> **Collection entries**
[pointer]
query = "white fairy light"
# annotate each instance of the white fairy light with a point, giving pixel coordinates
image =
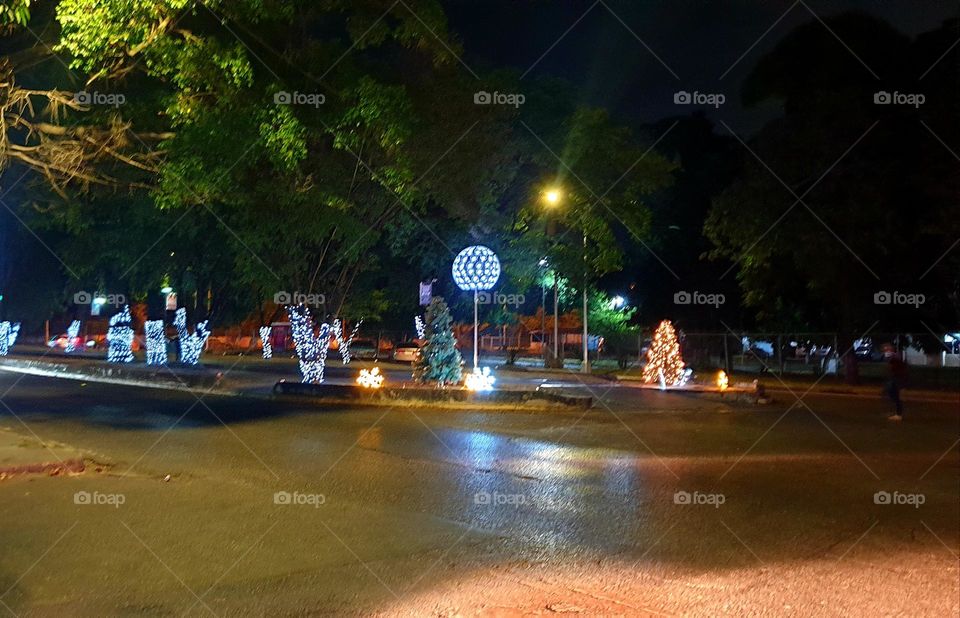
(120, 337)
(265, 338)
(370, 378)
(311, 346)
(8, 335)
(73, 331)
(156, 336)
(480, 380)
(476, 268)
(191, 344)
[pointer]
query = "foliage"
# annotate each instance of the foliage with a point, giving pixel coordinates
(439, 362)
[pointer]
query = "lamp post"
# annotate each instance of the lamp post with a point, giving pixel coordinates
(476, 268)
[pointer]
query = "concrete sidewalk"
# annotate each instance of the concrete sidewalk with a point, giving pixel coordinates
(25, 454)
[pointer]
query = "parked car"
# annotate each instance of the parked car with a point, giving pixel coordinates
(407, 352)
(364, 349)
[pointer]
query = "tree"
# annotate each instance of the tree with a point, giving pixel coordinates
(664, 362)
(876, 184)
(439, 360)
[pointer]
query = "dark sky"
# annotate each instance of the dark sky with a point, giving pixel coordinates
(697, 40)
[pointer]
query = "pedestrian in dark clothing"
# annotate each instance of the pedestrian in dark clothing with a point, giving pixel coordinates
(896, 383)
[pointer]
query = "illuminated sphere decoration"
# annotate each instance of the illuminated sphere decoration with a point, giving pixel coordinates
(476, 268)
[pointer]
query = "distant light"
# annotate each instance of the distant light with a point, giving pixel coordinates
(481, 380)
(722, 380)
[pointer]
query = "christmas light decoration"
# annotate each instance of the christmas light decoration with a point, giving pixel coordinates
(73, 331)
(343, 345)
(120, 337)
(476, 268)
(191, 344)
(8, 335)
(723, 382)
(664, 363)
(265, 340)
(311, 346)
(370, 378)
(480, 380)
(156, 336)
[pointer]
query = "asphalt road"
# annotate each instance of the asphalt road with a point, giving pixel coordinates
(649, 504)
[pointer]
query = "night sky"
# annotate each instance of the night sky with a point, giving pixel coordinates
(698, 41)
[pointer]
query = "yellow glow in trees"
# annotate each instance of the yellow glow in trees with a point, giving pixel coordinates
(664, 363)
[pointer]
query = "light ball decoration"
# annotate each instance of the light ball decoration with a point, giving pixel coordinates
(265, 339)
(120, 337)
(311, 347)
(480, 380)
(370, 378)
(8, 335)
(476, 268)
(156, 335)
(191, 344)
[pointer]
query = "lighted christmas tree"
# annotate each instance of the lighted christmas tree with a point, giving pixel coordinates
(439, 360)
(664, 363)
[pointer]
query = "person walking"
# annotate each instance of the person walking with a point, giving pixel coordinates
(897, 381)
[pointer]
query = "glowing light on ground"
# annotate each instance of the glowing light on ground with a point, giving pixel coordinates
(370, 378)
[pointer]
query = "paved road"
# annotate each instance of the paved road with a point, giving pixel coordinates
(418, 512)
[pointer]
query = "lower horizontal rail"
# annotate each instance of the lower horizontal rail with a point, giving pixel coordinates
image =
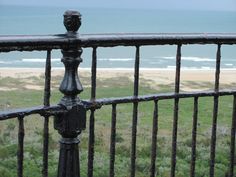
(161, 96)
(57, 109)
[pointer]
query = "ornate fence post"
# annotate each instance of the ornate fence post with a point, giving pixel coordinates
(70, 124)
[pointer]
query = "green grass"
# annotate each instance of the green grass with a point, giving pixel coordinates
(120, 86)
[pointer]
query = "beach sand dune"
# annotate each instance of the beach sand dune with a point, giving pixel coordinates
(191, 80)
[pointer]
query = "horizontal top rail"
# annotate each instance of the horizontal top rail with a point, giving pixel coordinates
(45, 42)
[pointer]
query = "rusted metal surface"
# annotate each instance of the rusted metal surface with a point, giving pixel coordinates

> **Your objective**
Nothing but the pictures may be dropped; output the records above exactly.

> **Response to this exercise**
[pointer]
query = "white fairy light"
# annotate each instance of the white fairy light with a point, giving pixel coordinates
image =
(120, 337)
(265, 338)
(370, 378)
(311, 346)
(8, 335)
(73, 331)
(156, 336)
(480, 380)
(476, 268)
(191, 344)
[pointer]
query = "foliage"
# annotate each instance of the foliage with a point, giving pixel coordinates
(439, 362)
[pointer]
query = "lamp post"
# annotate each instance of the lamp post with a point, giving pixel coordinates
(476, 268)
[pointer]
query = "concrete sidewalk"
# annotate each instance of the concrete sidewalk with a point, giving pixel coordinates
(25, 454)
[pointer]
query = "parked car"
# annotate each instance of the parked car with a point, giving pixel coordinates
(407, 352)
(364, 349)
[pointer]
query = "tree"
# annotate each instance of the tree with a point, giving pixel coordinates
(664, 362)
(876, 184)
(439, 360)
[pointer]
query = "dark sky"
# annotate each instance of the dark sky with a point, giving pixel coordinates
(697, 40)
[pointer]
query = "pedestrian in dark clothing"
# annotate each instance of the pedestrian in dark clothing with a point, giving pixel coordinates
(896, 383)
[pointer]
query = "illuminated sphere decoration"
# annotate each instance of the illuminated sphere decoration with a point, giving pixel coordinates
(476, 268)
[pointer]
query = "distant light"
# annotate each instance of the distant light with a point, giving pixel coordinates
(481, 380)
(722, 380)
[pointer]
query = "christmas light decoration"
# annotate each instance of the christmas light decoration with a point, giving pixel coordinates
(73, 331)
(343, 345)
(120, 337)
(476, 268)
(191, 344)
(8, 335)
(723, 382)
(664, 363)
(265, 340)
(311, 346)
(370, 378)
(480, 380)
(156, 336)
[pointer]
query = "asphalt road"
# annotate each instance of the asphalt road with a point, giving pixel coordinates
(649, 504)
[pointer]
query = "night sky"
# annotate each instance of the night sky with a point, giving pixel coordinates
(698, 41)
[pointer]
query = "yellow glow in trees"
# annotate each instance of the yellow glow in trees with a point, giving pixel coordinates
(664, 363)
[pointer]
query = "light ball decoration"
# annotate each instance of the light ball decoration with a point, giving pixel coordinates
(265, 339)
(120, 337)
(311, 347)
(480, 380)
(370, 378)
(8, 335)
(476, 268)
(156, 335)
(191, 344)
[pointer]
query = "lighted christmas tree"
# annotate each instance of the lighted christmas tree with a point, giving pixel coordinates
(439, 360)
(664, 363)
[pointer]
query = "person walking"
# annotate each instance of the person walking with a point, giving pixel coordinates
(897, 381)
[pointer]
query = "glowing light on ground"
# annotate each instance of the glowing light on ground with a point, giving pixel coordinates
(370, 378)
[pointer]
query = "paved road"
# annotate each instance of the paved road with a point, giving pixel coordinates
(418, 512)
[pointer]
query = "lower horizontal rail"
# annotate each instance of the lower horizontal rail with a point, giving pixel coordinates
image =
(161, 96)
(57, 109)
[pointer]
query = "ornate fence post"
# annotate each instance of the ornate fence post with a point, giving pixel coordinates
(70, 124)
[pointer]
query = "green grass"
# annotate each instance of the green grass with a point, giving pixel coordinates
(120, 86)
[pointer]
query = "beach sand dune"
# annotate each instance of the beach sand dune with a point, giving pixel coordinates
(191, 80)
[pointer]
query = "horizontal top rail"
# annotate each instance of the horizontal top rail with a point, giving pixel coordinates
(45, 42)
[pointer]
query = "rusted metal surface"
# annotate each instance of the rusted metal surface with a point, giving pixel coordinates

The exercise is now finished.